Rows from a pointing dataset
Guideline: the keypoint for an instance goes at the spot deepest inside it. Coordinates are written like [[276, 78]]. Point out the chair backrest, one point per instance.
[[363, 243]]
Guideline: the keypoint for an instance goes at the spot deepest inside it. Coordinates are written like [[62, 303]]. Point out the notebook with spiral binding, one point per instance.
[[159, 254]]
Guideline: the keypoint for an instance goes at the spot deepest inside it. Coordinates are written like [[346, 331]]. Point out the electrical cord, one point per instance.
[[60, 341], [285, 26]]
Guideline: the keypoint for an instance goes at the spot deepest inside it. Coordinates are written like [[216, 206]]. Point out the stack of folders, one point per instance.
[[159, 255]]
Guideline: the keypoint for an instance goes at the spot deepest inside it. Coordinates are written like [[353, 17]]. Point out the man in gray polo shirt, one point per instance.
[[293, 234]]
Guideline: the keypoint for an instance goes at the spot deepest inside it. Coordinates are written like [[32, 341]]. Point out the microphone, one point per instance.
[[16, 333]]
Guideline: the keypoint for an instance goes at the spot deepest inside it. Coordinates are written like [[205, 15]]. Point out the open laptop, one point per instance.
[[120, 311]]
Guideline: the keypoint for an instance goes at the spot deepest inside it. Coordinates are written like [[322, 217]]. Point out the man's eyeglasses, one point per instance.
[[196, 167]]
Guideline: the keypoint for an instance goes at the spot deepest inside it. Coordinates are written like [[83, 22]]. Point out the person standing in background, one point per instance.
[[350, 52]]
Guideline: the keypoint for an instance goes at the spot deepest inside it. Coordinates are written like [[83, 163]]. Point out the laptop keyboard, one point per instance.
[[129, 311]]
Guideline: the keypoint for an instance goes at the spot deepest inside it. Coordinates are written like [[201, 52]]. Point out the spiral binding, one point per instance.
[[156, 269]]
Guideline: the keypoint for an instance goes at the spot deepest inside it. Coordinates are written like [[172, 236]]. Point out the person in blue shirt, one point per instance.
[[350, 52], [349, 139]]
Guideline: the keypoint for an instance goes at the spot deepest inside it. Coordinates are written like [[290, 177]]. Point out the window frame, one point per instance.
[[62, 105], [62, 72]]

■ **What is expected**:
Swap every "keypoint" in the material above for "marker", then write out all of the material again with nothing else changed.

■ **Reply**:
Guideline: the marker for an instance goes at the spot deepest inside it. Coordinates are written like [[276, 78]]. Point out the chair backrest, one point per instance.
[[363, 243]]
Guideline: the marker for an instance goes at the spot deepest inside it. Coordinates are written like [[62, 303]]. Point out the notebook with spiral binding, one point per instance.
[[159, 254]]
Guideline: the marker for an instance goes at the spot deepest inside it. Coordinates are written like [[346, 331]]. Point out the electrical cord, one point per instance.
[[60, 341], [285, 26]]
Guideline: the marker for an instance goes at the spot deepest inside it. Coordinates are written like [[216, 206]]. Point out the stack of folders, one point per instance.
[[159, 255]]
Guideline: the marker for an instance goes at the spot deepest inside it. Coordinates are written like [[353, 17]]. Point out the man in gray polo shirt, one point per instance.
[[293, 234]]
Guideline: the marker for an instance goes at the spot deepest inside it. Coordinates are written like [[32, 341]]. Point out the microphone, one point per instance.
[[16, 333]]
Guideline: the marker for an instance goes at the spot deepest inside it. Coordinates are written like [[205, 15]]. Point out the open laptop, one point per instance.
[[120, 311]]
Guideline: the marker for an instance goes at the spot deepest inside it. Coordinates are written like [[322, 217]]. Point out the man's eyeglasses, one point per instance.
[[196, 167]]
Guideline: the marker for an instance goes at the spot deepest inside it. Coordinates are written like [[83, 22]]. Point out the person standing in background, one point per instance.
[[350, 52]]
Guideline: the marker for an instance goes at the spot deepest inside it. Coordinates are written like [[83, 163]]. Point out the laptop keyboard, one point per instance.
[[129, 311]]
Guideline: the marker for an instance goes at the spot deepest inside it. Coordinates are written like [[201, 52]]. Point out the spiral binding, one point per instance.
[[156, 269]]
Guideline: the marker for an instance goes at the spot deepest inside it. Coordinates are written like [[172, 236]]. Point out the person in blue shirt, one point per instance.
[[350, 52], [349, 139]]
Guideline: the marker for an instance goes at the spot deepest inside it. Coordinates are written like [[290, 177]]. Point out the window frame, one point per instance.
[[62, 105], [62, 72]]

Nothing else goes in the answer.